- _EXERCISE GOAL_: Go through the records and extract every line with the word "pixels".

Excerpts from a dataset
+ + +

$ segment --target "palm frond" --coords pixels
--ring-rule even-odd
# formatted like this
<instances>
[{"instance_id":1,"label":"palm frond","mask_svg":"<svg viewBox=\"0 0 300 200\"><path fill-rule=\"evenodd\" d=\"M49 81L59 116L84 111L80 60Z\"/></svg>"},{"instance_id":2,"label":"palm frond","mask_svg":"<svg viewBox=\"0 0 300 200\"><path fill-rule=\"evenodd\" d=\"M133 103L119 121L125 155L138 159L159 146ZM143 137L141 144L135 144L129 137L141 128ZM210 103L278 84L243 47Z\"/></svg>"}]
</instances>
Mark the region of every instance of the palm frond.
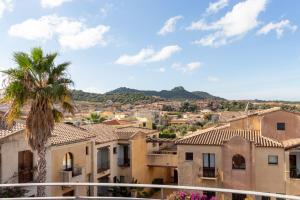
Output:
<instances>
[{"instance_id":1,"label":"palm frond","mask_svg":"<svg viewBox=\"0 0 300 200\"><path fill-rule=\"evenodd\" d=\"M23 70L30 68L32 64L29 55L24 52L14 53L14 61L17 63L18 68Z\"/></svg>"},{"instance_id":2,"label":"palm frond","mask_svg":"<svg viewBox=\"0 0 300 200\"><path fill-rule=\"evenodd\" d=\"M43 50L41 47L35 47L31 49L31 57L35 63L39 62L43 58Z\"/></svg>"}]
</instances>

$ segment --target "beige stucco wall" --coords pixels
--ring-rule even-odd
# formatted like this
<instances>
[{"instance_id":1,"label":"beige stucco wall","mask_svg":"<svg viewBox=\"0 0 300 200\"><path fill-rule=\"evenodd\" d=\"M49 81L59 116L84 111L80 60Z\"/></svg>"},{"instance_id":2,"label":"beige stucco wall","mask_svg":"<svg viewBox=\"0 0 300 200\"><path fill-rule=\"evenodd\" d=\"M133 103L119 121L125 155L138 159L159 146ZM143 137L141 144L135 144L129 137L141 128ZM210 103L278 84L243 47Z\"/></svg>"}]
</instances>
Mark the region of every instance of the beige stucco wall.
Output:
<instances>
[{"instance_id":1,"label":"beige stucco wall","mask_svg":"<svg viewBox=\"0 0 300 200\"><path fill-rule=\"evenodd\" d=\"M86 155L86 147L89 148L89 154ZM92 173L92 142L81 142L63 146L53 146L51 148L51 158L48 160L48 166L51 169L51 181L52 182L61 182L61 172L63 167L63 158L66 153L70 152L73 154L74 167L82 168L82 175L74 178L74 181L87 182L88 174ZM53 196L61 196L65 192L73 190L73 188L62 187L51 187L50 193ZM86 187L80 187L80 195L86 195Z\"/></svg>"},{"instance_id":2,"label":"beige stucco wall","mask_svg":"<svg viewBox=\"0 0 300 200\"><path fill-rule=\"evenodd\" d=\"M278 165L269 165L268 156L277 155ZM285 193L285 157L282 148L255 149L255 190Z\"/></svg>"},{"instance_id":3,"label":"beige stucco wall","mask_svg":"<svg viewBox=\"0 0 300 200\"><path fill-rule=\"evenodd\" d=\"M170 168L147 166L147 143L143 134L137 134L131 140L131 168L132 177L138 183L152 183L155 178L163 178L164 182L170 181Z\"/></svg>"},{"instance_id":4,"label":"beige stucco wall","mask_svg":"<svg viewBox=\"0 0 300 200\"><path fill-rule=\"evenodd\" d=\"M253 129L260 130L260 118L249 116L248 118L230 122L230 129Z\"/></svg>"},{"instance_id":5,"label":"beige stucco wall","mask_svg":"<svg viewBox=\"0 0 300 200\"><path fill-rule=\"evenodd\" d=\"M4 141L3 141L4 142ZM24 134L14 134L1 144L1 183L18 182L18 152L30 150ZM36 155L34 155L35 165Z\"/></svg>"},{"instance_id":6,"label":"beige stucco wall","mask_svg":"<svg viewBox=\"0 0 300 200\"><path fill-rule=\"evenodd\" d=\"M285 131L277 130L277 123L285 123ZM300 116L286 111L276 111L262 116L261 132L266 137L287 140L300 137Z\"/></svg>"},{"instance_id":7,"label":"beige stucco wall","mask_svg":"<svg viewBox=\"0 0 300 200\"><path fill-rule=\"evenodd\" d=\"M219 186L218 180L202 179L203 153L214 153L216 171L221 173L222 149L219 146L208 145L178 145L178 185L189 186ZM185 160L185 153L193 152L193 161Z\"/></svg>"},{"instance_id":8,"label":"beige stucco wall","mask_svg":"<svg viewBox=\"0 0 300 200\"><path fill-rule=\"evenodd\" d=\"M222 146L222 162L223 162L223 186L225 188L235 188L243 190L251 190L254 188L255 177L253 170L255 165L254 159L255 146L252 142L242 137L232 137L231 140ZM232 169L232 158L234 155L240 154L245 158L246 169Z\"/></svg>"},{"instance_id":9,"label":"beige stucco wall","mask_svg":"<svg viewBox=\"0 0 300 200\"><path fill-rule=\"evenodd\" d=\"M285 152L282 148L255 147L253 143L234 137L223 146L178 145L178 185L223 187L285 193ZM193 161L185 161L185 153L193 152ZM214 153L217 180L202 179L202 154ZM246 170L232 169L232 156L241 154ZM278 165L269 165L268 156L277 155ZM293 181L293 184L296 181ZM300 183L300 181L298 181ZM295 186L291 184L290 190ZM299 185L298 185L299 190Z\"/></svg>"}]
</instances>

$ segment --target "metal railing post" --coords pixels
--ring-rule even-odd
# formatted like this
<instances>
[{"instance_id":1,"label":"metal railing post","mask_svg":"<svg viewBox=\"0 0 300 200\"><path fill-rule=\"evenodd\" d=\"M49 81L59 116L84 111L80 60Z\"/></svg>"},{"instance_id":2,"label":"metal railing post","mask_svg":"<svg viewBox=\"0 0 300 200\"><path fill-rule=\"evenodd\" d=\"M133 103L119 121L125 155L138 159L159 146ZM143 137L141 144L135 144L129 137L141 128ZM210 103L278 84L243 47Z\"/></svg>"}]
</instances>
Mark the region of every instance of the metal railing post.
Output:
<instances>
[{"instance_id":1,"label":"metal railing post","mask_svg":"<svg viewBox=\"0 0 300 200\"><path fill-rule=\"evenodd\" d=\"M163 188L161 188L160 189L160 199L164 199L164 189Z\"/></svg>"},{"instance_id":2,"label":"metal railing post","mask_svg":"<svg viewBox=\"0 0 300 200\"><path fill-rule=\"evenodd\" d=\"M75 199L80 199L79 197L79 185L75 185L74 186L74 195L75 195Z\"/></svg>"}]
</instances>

+ + +

- _EXERCISE RESULT_:
$ segment --target "palm frond" --coords pixels
$ segment --target "beige stucco wall" --coords pixels
$ segment --target "metal railing post" --coords pixels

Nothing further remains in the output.